» PROBLEM
Recast the stretch from the start of the records through the line containing "column 232, row 196" as a two-column CSV with the columns "prompt" and "answer", one row per request, putting each request's text and its answer in a single quoted field with line breaks turned into spaces. Leave the pictures out.

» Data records
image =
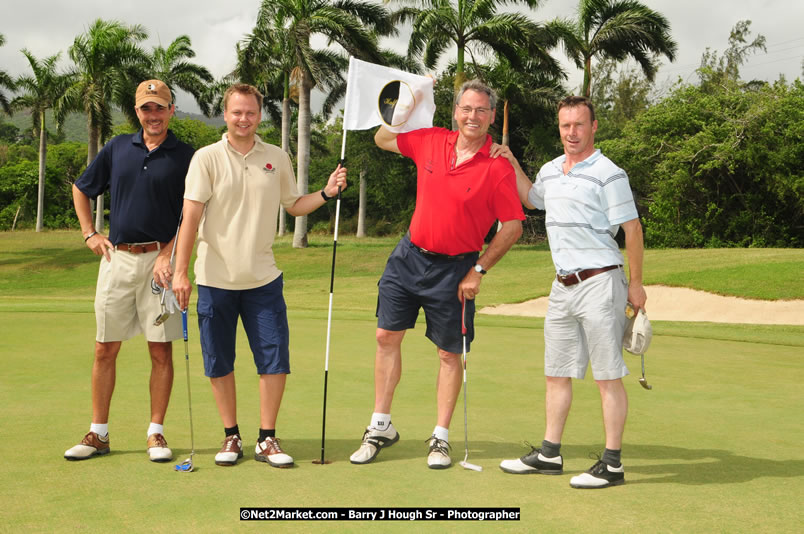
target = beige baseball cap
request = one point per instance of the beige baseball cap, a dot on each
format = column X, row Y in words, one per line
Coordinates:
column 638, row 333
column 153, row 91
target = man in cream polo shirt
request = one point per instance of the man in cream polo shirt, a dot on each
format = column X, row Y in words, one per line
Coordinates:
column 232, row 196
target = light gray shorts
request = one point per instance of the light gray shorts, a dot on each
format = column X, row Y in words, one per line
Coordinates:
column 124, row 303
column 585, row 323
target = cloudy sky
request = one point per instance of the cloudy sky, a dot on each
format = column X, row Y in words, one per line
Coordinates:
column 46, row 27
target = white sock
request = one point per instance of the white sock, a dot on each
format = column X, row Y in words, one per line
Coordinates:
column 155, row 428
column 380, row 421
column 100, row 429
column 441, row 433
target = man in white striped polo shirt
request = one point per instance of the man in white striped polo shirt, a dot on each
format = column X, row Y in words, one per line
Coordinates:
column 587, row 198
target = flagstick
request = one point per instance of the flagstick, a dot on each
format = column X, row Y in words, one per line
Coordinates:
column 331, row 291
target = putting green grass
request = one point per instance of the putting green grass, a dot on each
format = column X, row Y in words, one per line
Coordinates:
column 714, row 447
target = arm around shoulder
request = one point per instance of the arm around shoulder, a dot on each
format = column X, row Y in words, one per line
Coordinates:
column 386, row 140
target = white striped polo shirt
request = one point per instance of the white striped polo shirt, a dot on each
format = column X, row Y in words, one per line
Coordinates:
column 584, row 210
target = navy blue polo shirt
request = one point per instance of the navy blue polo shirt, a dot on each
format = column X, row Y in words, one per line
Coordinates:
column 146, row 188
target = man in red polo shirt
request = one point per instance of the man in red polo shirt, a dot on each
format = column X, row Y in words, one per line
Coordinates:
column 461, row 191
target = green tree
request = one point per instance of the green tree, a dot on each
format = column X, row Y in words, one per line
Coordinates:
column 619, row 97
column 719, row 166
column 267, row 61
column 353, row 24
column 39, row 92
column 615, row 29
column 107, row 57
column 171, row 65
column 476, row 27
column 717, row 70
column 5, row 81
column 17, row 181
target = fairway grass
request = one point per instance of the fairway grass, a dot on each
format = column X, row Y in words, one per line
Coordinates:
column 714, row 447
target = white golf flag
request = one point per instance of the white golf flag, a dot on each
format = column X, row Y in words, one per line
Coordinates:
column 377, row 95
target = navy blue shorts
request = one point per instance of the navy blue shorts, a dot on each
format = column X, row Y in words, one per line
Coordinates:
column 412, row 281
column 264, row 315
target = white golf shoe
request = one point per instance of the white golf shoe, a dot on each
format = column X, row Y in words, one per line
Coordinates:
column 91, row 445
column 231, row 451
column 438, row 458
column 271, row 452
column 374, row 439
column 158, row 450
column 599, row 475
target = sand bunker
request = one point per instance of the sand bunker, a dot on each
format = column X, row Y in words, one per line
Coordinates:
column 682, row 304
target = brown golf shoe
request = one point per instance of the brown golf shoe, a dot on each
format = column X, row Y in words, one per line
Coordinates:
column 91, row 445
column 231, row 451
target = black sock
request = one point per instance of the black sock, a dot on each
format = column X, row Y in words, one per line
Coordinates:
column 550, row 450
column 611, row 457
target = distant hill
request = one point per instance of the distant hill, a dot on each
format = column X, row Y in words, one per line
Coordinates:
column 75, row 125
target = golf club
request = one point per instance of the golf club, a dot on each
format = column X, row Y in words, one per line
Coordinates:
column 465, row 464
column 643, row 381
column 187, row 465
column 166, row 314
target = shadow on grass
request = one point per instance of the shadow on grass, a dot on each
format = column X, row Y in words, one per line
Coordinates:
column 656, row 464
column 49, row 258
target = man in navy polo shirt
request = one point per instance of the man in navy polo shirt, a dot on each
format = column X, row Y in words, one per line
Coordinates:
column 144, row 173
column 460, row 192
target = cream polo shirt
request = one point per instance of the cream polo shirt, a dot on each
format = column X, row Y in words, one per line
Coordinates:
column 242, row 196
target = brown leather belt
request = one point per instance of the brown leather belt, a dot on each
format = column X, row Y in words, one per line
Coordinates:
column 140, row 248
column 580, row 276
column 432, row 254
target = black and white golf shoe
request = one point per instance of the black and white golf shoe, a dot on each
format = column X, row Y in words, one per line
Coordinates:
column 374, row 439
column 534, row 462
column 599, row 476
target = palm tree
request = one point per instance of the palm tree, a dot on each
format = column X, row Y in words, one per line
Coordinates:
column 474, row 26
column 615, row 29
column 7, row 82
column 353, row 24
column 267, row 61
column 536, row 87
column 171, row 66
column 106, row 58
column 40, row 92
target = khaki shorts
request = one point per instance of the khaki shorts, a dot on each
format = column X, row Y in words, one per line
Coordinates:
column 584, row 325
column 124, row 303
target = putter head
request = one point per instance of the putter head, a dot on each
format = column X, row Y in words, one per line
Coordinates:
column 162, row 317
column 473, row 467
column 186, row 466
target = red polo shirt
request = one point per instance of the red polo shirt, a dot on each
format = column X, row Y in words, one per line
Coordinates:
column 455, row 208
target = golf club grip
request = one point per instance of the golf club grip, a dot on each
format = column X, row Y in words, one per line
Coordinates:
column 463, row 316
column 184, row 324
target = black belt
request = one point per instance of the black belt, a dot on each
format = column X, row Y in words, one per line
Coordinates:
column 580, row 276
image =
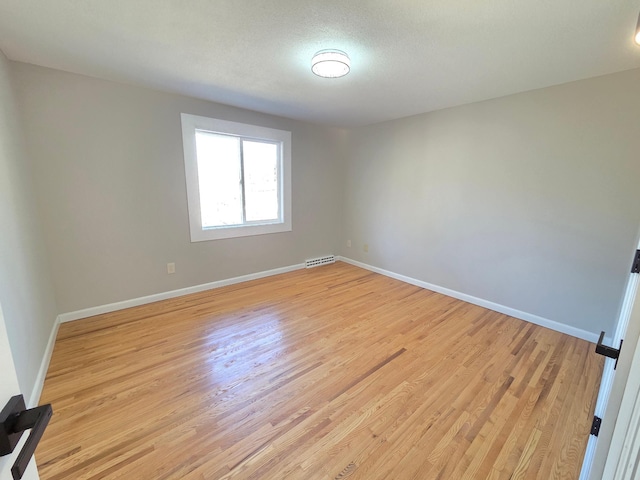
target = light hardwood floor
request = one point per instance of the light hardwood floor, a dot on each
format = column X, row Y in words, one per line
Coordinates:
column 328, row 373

» TASK RESULT
prompt,answer
"image = target = beige baseball cap request = one point per instance of the beige baseball cap, a dot on each format = column X, row Y in words, one per line Coordinates:","column 638, row 333 column 153, row 91"
"target = man in cream polo shirt request = one point per instance of the man in cream polo shirt, a dot on each format = column X, row Y in words, one per line Coordinates:","column 232, row 196"